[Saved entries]
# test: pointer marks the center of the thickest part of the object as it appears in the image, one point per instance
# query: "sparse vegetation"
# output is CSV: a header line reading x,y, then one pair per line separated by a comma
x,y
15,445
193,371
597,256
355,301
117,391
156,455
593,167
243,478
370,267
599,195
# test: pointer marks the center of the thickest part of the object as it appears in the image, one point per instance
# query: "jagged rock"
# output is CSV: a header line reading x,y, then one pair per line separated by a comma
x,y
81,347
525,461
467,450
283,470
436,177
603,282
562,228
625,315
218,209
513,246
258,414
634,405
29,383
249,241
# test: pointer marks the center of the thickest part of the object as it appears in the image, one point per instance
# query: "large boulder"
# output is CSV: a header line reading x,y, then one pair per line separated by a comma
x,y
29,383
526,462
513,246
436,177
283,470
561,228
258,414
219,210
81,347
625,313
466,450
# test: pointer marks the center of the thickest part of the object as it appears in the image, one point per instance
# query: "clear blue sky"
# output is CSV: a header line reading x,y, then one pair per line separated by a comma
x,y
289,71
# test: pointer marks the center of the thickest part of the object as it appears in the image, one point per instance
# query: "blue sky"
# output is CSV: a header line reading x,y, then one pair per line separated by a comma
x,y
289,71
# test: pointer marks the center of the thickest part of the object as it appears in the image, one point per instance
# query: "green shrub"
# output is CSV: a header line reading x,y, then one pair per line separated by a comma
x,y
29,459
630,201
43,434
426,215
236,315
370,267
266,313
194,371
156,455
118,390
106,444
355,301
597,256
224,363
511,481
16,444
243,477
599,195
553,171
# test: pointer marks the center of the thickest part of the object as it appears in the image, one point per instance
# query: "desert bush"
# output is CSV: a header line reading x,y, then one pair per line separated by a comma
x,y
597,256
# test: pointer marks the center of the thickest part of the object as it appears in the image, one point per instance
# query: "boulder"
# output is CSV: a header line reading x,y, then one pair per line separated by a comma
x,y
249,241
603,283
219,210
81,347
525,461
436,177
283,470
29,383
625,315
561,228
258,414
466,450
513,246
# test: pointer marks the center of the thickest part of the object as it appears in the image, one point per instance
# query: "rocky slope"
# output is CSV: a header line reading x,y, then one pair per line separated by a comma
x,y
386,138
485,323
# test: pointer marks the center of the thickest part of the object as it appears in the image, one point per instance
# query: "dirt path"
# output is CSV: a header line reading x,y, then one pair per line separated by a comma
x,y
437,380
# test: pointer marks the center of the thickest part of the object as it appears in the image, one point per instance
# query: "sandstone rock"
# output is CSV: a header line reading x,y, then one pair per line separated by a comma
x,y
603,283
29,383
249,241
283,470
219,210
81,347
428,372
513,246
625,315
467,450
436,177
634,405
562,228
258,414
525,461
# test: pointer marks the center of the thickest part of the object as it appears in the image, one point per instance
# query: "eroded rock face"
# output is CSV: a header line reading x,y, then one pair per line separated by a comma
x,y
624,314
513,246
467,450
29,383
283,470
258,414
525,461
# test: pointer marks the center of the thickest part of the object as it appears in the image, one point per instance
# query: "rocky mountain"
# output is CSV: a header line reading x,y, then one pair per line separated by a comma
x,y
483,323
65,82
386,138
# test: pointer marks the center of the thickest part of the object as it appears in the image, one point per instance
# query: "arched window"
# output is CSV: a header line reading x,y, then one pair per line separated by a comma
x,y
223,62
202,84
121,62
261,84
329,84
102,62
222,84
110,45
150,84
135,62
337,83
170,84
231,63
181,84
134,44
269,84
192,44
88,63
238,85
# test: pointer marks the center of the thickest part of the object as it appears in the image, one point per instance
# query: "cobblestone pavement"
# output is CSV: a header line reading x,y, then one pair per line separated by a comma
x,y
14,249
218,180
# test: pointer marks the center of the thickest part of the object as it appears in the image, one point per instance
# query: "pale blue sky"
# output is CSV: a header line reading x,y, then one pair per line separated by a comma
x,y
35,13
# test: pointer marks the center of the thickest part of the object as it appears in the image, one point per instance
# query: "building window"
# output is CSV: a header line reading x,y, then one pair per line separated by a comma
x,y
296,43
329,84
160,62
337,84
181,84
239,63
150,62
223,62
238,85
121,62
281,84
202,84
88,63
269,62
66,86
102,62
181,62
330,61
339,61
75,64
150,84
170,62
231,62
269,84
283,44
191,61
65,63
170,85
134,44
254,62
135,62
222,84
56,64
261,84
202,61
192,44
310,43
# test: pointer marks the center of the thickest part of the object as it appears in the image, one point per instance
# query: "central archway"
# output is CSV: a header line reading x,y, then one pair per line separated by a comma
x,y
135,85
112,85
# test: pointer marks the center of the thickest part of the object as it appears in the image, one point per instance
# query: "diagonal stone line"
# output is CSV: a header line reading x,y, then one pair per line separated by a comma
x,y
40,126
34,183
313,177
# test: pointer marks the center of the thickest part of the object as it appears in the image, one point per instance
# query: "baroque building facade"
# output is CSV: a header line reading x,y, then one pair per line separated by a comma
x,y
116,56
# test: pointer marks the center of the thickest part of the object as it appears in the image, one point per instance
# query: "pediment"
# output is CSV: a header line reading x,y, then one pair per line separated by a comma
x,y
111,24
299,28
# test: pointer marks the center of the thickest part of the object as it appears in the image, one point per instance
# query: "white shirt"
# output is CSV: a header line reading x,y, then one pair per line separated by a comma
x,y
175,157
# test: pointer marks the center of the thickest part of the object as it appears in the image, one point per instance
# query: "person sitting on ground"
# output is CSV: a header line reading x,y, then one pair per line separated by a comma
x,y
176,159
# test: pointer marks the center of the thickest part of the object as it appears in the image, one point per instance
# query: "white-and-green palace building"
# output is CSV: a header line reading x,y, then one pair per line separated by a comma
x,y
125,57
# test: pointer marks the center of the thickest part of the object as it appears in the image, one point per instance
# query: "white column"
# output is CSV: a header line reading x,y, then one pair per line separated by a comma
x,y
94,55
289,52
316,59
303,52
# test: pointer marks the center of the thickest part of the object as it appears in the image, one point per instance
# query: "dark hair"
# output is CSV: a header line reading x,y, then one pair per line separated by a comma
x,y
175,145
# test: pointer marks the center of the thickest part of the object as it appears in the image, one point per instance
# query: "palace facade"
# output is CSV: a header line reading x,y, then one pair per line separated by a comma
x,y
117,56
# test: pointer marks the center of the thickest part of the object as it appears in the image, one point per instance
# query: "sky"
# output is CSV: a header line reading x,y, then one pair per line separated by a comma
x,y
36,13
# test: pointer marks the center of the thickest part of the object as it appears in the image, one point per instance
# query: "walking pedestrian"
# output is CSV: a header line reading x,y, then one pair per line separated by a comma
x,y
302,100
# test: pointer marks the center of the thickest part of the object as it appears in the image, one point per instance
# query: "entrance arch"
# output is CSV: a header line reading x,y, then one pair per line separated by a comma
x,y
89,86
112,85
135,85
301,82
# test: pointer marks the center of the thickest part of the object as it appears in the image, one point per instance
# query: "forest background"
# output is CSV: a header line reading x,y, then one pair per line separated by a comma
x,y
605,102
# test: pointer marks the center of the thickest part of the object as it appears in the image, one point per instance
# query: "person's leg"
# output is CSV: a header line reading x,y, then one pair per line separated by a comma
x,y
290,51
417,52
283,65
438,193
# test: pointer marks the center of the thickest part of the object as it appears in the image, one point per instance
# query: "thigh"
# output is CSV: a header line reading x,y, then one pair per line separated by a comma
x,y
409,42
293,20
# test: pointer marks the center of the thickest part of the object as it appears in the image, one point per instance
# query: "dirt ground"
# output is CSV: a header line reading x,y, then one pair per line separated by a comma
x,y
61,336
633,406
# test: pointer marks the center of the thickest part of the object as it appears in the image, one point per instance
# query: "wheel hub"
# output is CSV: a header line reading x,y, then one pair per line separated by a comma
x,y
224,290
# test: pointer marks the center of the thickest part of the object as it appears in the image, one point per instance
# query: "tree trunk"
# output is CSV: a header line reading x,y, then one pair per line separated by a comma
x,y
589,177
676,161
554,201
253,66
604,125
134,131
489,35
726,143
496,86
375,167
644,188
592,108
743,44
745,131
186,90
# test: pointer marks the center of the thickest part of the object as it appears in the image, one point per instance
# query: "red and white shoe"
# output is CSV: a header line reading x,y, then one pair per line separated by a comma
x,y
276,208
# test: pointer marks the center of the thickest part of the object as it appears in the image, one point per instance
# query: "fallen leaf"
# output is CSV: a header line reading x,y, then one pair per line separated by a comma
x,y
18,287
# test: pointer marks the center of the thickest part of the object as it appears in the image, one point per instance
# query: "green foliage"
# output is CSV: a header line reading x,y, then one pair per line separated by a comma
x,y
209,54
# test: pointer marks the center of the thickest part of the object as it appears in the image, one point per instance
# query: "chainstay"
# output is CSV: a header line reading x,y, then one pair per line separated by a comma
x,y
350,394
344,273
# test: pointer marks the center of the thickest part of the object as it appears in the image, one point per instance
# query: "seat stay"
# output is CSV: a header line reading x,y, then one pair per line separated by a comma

**ASSIGNMENT:**
Return the lines above that include the string "white".

**REPLY:**
# query: "white shirt"
# query: "white-and-green palace building"
# query: "white column"
# query: "red and white shoe"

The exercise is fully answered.